Dataset rows
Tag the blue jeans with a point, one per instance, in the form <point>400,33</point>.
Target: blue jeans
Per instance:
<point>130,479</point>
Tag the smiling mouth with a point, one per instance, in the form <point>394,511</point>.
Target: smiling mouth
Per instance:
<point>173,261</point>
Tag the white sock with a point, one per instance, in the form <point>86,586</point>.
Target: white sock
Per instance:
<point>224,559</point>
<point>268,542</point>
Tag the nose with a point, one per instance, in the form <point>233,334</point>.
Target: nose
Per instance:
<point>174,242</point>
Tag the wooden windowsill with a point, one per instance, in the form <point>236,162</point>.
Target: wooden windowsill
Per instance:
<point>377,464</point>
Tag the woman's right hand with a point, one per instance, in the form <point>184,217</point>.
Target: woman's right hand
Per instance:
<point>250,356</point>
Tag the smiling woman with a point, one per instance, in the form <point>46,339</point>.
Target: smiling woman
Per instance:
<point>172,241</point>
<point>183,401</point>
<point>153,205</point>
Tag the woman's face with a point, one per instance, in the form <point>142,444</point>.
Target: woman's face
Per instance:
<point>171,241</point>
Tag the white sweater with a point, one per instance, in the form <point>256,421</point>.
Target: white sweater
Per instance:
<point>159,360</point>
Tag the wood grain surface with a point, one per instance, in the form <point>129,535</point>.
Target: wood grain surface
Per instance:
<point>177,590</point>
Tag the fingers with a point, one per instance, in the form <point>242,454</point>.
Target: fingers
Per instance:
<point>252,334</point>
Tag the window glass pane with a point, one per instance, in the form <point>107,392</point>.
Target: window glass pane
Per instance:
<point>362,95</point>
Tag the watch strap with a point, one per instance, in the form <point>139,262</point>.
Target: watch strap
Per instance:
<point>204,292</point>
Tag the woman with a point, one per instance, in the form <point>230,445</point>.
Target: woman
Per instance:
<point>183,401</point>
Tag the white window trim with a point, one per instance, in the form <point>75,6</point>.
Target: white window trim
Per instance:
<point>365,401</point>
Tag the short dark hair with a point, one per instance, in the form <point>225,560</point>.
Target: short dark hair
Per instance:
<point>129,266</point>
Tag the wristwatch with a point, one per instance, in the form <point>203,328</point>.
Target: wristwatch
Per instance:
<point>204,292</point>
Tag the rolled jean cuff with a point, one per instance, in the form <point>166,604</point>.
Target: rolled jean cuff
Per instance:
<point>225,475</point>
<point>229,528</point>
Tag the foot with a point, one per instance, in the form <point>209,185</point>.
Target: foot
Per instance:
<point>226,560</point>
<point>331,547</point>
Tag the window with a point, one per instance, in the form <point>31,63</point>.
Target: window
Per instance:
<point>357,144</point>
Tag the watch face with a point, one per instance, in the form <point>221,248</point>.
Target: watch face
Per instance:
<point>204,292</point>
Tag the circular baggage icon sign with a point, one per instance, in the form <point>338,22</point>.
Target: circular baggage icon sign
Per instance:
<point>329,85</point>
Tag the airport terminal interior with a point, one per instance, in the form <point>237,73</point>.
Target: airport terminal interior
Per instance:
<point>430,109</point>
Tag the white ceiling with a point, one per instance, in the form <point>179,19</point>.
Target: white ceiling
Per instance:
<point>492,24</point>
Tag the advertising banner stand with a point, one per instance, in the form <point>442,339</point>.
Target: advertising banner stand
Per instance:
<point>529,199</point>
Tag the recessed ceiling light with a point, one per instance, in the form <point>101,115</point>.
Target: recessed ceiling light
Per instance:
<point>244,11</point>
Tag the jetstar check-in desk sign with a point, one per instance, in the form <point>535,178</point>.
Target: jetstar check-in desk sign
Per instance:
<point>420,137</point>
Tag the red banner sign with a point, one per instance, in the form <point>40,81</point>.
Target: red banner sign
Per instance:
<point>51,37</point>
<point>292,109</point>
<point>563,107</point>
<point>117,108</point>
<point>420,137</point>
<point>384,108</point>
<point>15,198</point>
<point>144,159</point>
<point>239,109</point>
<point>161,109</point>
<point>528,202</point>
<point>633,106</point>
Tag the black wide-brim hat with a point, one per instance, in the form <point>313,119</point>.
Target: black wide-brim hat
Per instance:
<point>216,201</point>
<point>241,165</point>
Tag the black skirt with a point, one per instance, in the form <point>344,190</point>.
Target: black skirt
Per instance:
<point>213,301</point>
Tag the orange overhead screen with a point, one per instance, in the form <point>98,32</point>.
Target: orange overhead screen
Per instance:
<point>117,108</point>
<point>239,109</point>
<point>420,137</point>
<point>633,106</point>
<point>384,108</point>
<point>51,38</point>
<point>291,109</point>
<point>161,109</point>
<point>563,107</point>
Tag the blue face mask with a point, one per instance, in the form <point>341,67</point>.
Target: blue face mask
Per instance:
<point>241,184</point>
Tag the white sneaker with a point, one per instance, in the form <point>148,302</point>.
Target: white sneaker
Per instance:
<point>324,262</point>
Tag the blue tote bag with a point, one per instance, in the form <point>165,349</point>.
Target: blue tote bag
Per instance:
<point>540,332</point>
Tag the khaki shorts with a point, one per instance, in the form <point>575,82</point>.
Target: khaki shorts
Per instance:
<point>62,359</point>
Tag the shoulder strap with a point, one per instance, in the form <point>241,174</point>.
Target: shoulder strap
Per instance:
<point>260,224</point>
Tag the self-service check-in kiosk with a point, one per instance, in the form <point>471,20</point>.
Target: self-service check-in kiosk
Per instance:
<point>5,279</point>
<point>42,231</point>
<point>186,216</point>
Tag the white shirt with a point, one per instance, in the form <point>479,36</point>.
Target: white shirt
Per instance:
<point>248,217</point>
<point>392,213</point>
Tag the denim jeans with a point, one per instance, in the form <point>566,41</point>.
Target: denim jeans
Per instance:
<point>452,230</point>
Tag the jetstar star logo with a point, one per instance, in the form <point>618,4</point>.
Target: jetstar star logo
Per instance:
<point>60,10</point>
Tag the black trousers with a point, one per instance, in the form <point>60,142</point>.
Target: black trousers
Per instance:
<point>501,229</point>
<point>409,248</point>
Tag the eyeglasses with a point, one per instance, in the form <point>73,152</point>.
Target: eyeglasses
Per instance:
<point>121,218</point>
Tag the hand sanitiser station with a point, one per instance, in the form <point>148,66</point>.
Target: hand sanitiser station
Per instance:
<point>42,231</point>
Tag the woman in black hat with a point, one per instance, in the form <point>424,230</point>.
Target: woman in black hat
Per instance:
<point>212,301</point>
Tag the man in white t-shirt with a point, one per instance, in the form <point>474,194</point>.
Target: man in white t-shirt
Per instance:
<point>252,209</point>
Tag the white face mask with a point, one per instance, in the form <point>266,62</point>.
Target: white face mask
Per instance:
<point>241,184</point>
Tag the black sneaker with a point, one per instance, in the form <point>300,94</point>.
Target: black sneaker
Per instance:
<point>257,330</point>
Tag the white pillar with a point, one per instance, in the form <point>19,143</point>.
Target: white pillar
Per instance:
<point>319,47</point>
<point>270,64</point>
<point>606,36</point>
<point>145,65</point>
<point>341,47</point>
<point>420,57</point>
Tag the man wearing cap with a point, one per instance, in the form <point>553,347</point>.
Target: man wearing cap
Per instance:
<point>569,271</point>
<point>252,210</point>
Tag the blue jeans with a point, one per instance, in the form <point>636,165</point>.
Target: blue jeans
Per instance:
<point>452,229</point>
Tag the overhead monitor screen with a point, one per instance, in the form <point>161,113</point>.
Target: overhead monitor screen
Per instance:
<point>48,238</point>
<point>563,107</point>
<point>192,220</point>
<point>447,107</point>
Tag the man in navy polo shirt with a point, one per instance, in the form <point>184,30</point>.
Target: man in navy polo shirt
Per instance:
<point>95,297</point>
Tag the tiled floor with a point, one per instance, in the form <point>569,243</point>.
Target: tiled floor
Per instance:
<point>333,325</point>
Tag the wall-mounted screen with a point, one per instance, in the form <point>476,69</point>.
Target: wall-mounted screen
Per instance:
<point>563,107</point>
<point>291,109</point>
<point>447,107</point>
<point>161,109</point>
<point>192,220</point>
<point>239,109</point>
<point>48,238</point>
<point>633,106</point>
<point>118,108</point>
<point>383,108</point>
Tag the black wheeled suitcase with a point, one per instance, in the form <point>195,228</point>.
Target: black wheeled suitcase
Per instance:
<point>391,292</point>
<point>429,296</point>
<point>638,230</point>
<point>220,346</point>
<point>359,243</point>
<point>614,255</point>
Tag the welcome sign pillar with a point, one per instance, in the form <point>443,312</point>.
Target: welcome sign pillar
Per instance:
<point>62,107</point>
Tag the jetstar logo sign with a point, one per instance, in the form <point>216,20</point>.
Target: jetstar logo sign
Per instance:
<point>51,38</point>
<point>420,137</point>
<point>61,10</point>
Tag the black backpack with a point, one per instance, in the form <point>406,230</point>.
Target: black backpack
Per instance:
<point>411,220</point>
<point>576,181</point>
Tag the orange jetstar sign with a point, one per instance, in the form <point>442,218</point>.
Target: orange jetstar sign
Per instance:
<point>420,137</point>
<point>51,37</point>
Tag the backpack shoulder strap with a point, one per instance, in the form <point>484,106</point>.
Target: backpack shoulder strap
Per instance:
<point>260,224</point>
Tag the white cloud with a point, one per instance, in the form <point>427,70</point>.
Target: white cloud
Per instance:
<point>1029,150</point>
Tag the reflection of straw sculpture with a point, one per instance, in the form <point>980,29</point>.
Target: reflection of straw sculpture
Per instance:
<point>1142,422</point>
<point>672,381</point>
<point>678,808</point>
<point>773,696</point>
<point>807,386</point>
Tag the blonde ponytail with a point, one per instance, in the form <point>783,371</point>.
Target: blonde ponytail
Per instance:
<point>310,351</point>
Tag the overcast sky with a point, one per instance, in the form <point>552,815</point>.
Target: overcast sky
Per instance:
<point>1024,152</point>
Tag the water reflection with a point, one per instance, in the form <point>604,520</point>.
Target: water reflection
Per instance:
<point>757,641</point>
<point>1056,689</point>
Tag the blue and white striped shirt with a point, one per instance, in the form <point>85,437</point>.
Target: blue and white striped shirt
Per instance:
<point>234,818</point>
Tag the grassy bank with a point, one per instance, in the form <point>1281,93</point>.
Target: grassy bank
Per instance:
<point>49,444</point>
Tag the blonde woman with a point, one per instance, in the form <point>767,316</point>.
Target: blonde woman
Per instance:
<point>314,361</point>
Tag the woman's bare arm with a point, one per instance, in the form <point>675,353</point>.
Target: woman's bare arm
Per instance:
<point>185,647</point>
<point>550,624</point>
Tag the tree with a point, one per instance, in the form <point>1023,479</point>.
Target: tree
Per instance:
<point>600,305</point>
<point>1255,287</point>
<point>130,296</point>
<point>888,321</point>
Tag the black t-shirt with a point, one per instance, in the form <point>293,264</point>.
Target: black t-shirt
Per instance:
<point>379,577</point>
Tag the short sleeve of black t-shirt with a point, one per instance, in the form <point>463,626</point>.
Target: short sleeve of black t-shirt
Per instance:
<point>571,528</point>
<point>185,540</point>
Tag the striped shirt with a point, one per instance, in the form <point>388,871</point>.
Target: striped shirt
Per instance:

• _Exercise objective_
Output everything from the first entry down to the line containing "<point>159,360</point>" as a Markdown table with the columns Row and Line, numbering each line and leaving out blank lines.

• _Exercise answer_
| Row | Line |
|---|---|
| 1 | Tag the blue jeans with a point, one per instance, in the form <point>400,33</point>. |
| 2 | Target: blue jeans |
| 3 | Per instance: |
| 4 | <point>130,479</point> |
| 5 | Tag the smiling mouth with a point, one per instance, in the form <point>394,511</point>. |
| 6 | Target: smiling mouth |
| 7 | Per instance: |
| 8 | <point>173,261</point> |
| 9 | Tag the white sock with a point, one per instance, in the form <point>86,586</point>. |
| 10 | Target: white sock |
| 11 | Per instance: |
| 12 | <point>224,559</point> |
| 13 | <point>268,542</point> |
| 14 | Tag the nose with a point, one per instance, in the form <point>233,334</point>. |
| 15 | Target: nose |
| 16 | Per instance: |
| 17 | <point>174,242</point> |
| 18 | Tag the wooden windowsill with a point, one per instance, in the form <point>236,162</point>. |
| 19 | Target: wooden windowsill |
| 20 | Per instance: |
| 21 | <point>377,464</point> |
| 22 | Tag the woman's right hand with a point, one per instance, in the form <point>184,217</point>. |
| 23 | Target: woman's right hand |
| 24 | Per instance: |
| 25 | <point>250,356</point> |
| 26 | Tag the smiling woman with a point, one per instance, in the form <point>46,339</point>. |
| 27 | Target: smiling woman |
| 28 | Per instance: |
| 29 | <point>172,241</point> |
| 30 | <point>183,401</point> |
| 31 | <point>153,205</point> |
| 32 | Tag the woman's face with a point, one per instance, in the form <point>142,444</point>. |
| 33 | Target: woman's face |
| 34 | Per instance: |
| 35 | <point>171,241</point> |
| 36 | Tag the white sweater with a point, one per instance, in the form <point>256,421</point>. |
| 37 | Target: white sweater |
| 38 | Per instance: |
| 39 | <point>159,360</point> |